Task statement:
Answer these from the interview excerpt on Renaissance music:
1. According to Blackmore, how close to the actual note did a player have to be in that era for it to be acceptable?
2. How does Night describe Renaissance music in its purest form?
3. What does Blackmore say he does not do much of when playing this music?

Selected text:
BLACKMORE Yes, and what I find fascinating—amongst a lot of other things that I find you can hear so many different versions of the same piece of music. I follow this type of music very closely, and I’ll hear the same tune played in many different ways, with different notes. So this type of music was always open to the interpretation of the performer. In that era, it seems that as long as you were within two notes of the actual note, it was okay!
CANDICE NIGHT Even when we are working something that is based firmly on an old Renaissance song, Ritchie is such an improvisational player that, every time we play it, he interprets the music in new and different ways. He breathes new life into these songs with the way he relates to the music, and expresses himself within it. I don’t think it’s a conscious thing with him; it’s just the way he plays.
GW So, for example, on a song like “Locked in a Crystal Ball,” are the single-note lines you play between the verses and vocal phrases improvised?
BLACKMORE Yes, that’s right.
NIGHT So much of what Ritchie plays is improvised, and I think that’s one of the biggest challenges. Renaissance music, in its purest form, is so rigid and regimented. It’s very strict.
BLACKMORE To me, one of my weaknesses is sticking within a rigid musical form. So I’m attracted to that challenge of trying to play within the structure while still operating as a free-form type of player.
GW Is finding your own angle and approach to this music part of the endeavor, as opposed to sticking to faithful recreations?
BLACKMORE Absolutely. I wasn’t schooled to play this music in the traditional sense, but it really excites me when I hear it played in its purest form. My contribution is to take it into another realm, which is a little bit of rock and blues thrown in there, disguised. I don’t do a lot of string bending when I’m playing this music, but I’ll certainly be thinking almost like a blues/classical player. If anyone is really into this music, they usually stick to how it was played, or how they think it was played, back in those days.

Records shown:
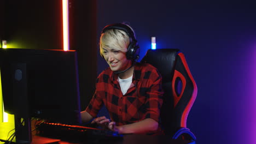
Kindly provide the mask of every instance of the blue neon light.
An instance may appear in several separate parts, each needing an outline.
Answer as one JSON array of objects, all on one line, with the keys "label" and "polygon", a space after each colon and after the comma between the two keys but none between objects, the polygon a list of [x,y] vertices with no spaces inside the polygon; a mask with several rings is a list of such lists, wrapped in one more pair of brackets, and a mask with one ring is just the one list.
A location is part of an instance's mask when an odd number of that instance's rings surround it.
[{"label": "blue neon light", "polygon": [[152,43],[151,44],[151,49],[152,49],[152,50],[156,49],[156,43]]}]

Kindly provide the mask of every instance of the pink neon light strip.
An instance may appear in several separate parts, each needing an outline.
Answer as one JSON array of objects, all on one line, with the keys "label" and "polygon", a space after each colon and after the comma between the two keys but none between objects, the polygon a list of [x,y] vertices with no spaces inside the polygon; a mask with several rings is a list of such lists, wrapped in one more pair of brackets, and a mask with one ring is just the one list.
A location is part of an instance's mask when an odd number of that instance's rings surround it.
[{"label": "pink neon light strip", "polygon": [[69,50],[68,39],[68,0],[62,0],[63,49]]}]

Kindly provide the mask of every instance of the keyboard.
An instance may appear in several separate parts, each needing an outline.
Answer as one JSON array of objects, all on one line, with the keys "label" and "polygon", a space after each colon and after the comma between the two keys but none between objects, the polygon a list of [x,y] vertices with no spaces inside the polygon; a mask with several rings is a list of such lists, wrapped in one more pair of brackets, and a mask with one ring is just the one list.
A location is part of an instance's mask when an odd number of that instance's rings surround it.
[{"label": "keyboard", "polygon": [[43,122],[37,125],[39,135],[63,140],[123,139],[118,133],[101,129],[61,123]]}]

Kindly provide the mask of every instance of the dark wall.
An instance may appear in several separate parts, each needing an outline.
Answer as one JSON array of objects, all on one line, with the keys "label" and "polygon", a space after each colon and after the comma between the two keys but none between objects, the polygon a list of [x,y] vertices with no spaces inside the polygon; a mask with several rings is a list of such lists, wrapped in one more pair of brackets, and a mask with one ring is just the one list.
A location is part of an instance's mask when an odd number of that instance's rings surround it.
[{"label": "dark wall", "polygon": [[[197,143],[255,143],[256,3],[253,1],[98,0],[98,40],[106,25],[129,22],[141,58],[179,49],[198,87],[187,127]],[[98,55],[98,73],[107,67]]]}]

Exercise result:
1. Within two notes of the actual note.
2. As rigid, regimented and very strict.
3. String bending.